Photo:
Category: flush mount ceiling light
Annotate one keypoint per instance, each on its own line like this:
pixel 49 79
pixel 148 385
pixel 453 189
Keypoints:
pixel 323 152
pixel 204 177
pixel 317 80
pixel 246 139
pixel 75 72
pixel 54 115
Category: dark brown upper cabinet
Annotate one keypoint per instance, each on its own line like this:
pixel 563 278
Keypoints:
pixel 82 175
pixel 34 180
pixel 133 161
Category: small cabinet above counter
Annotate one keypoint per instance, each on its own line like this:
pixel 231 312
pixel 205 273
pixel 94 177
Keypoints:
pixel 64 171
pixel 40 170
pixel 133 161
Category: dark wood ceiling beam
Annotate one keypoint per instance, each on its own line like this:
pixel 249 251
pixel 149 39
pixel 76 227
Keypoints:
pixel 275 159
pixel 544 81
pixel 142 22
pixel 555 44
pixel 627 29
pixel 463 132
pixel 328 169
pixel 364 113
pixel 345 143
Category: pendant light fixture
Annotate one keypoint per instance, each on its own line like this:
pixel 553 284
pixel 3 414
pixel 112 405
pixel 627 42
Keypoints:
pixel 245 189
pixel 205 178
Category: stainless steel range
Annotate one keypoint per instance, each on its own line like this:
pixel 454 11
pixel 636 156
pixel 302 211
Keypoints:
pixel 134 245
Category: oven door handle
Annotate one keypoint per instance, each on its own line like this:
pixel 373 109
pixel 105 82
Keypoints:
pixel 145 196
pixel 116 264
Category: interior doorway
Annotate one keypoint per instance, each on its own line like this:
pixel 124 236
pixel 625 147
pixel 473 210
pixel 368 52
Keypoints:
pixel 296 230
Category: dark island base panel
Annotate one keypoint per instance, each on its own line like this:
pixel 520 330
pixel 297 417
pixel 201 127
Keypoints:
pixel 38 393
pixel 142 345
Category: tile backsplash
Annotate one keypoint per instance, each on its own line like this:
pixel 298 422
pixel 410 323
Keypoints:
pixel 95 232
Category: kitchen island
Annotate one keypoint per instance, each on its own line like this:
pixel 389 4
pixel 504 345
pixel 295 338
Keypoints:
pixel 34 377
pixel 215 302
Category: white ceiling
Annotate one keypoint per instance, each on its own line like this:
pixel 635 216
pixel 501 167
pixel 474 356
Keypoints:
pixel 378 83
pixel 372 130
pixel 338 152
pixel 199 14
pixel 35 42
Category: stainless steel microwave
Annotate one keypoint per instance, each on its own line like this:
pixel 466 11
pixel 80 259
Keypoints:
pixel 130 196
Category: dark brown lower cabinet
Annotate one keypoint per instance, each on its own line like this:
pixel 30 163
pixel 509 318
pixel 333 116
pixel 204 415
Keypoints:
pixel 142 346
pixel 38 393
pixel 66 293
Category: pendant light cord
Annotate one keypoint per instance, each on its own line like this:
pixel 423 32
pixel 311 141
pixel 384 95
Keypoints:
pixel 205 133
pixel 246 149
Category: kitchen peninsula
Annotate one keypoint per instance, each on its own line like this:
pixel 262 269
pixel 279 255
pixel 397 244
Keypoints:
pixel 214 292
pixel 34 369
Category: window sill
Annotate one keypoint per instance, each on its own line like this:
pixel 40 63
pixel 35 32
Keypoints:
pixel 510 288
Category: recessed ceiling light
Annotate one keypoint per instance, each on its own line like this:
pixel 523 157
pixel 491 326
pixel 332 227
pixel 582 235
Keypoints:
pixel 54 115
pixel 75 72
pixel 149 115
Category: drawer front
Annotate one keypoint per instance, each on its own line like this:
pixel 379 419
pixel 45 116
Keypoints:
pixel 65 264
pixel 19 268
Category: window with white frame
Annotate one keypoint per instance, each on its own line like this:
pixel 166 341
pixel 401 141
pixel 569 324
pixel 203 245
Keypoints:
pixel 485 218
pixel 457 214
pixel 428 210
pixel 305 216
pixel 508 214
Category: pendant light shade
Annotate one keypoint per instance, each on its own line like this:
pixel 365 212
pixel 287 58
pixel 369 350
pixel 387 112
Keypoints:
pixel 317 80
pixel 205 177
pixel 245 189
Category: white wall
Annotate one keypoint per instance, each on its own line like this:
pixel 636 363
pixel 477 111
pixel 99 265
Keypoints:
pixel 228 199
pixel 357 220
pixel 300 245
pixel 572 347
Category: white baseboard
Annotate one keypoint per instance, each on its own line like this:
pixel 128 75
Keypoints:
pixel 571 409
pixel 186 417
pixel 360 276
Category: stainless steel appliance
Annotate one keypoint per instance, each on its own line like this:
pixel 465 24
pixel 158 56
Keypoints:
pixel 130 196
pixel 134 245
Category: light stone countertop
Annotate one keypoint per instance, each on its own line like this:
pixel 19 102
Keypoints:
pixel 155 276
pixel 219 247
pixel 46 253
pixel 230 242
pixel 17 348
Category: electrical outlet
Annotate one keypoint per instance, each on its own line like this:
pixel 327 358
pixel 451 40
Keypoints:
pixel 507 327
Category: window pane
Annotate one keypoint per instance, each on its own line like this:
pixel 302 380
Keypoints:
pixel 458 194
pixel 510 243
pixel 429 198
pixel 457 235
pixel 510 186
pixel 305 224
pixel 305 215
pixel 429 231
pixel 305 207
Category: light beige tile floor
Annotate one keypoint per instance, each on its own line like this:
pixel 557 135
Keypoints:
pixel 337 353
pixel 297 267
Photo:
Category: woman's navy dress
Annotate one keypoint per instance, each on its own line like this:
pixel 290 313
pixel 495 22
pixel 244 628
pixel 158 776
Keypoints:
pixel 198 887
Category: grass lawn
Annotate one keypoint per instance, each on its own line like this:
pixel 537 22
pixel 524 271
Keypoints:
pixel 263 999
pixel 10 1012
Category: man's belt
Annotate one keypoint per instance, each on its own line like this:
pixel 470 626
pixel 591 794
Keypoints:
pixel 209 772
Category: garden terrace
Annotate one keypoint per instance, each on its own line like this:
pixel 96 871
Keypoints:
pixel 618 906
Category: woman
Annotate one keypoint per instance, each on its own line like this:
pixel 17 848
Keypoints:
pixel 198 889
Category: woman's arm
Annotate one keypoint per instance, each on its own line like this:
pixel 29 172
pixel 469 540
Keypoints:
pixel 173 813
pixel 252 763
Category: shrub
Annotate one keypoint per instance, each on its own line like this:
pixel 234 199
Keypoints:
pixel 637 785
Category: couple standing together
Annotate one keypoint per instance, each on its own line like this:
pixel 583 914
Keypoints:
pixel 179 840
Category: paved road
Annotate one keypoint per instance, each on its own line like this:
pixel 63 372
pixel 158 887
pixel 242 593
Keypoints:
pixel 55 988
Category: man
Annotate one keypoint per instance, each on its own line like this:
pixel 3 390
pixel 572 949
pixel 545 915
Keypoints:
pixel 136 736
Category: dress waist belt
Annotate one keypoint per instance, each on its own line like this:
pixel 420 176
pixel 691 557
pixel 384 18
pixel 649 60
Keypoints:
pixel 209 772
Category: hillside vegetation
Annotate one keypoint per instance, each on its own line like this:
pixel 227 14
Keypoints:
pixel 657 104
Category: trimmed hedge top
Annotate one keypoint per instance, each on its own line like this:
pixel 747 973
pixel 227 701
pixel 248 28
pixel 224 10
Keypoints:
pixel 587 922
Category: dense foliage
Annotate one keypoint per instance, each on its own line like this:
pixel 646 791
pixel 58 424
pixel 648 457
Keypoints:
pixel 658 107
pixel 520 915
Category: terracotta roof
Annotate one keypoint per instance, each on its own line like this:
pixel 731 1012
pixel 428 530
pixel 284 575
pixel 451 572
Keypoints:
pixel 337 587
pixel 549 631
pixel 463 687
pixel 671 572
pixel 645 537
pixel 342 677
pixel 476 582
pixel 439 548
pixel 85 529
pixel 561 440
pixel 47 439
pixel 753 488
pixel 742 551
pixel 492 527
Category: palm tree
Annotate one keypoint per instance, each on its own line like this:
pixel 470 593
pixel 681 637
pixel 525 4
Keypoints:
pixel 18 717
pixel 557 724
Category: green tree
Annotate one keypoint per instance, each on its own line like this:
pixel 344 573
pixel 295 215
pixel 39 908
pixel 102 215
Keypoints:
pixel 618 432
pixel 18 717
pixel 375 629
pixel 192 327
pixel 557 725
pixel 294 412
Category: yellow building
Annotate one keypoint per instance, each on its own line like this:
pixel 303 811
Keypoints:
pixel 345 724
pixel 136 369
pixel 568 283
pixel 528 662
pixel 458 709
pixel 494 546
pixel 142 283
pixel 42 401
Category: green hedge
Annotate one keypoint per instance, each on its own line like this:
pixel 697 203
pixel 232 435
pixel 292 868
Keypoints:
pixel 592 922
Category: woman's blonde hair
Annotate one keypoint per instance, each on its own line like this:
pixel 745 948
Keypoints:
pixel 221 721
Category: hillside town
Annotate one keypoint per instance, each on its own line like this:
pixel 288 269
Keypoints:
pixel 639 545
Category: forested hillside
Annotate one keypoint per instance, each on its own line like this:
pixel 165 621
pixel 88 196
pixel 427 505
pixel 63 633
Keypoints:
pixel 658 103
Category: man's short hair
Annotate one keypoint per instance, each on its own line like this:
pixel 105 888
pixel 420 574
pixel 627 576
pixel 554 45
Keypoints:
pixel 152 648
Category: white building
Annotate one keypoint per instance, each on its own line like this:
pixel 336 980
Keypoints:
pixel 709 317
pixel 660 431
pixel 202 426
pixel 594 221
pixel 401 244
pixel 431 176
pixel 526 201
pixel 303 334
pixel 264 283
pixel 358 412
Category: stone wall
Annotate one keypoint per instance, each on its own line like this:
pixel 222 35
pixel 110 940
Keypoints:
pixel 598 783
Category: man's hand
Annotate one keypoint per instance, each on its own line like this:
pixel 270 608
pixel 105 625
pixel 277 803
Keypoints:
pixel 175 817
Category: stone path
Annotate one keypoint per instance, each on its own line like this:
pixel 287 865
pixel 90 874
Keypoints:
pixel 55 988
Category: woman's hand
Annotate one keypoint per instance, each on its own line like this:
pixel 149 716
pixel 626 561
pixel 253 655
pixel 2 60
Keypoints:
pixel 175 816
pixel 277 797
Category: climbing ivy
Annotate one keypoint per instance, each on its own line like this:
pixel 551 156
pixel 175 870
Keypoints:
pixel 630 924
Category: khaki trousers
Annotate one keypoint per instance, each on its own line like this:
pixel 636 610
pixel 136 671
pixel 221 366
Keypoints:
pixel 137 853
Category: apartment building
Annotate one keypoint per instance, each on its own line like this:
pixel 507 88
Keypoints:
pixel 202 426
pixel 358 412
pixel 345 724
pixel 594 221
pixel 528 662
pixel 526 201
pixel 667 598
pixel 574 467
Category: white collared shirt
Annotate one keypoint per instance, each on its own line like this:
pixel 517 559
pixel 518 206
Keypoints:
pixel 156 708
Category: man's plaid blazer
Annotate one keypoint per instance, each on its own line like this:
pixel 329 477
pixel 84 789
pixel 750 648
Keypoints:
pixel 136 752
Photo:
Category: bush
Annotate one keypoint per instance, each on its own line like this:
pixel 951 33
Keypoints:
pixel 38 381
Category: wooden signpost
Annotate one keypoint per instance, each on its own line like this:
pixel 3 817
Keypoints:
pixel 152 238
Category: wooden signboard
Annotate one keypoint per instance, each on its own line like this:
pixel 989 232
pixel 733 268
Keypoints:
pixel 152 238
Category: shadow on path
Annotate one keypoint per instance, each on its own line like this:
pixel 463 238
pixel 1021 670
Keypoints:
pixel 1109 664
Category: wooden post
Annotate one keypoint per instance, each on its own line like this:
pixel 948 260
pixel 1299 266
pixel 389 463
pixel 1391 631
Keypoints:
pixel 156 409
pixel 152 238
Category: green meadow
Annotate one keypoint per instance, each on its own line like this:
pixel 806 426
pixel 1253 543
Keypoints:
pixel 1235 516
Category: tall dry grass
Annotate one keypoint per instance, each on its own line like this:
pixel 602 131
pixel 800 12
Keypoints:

*TASK TO CARRY OUT*
Starting at the first line of the records, copy them word for word, and stop after the line that contains "pixel 296 230".

*WRITTEN ANSWER*
Photo:
Category: flush mount ceiling light
Annotate one keypoint per instance, each on its own line like this:
pixel 49 79
pixel 148 385
pixel 453 189
Keypoints:
pixel 323 152
pixel 204 177
pixel 317 80
pixel 246 139
pixel 75 72
pixel 54 115
Category: dark brown upper cabinet
Annotate one keypoint per instance, each on its own line like this:
pixel 563 278
Keypoints:
pixel 82 175
pixel 34 180
pixel 133 161
Category: small cabinet above counter
Annotate one keypoint per instance, each on its own line like this:
pixel 231 312
pixel 205 273
pixel 94 177
Keypoints:
pixel 64 171
pixel 40 170
pixel 133 161
Category: dark wood ceiling beam
Annotate one keypoint per instance, each on its own line like this:
pixel 249 251
pixel 149 39
pixel 76 227
Keypoints:
pixel 275 159
pixel 544 81
pixel 142 22
pixel 555 44
pixel 627 29
pixel 463 132
pixel 328 169
pixel 364 113
pixel 345 143
Category: pendant light fixture
Annotate one keypoint per instance, each on its own line like this:
pixel 553 284
pixel 3 414
pixel 112 405
pixel 627 42
Keypoints:
pixel 245 189
pixel 205 178
Category: stainless steel range
Annotate one keypoint per instance, each on its own line like this:
pixel 454 11
pixel 636 156
pixel 302 211
Keypoints:
pixel 134 245
Category: oven door handle
Annotate one keypoint per instance, each on its own line like this:
pixel 373 109
pixel 105 82
Keypoints:
pixel 145 196
pixel 116 264
Category: interior doorway
Annotate one keypoint per instance, each on its own line like this:
pixel 124 236
pixel 625 147
pixel 473 210
pixel 368 52
Keypoints:
pixel 296 230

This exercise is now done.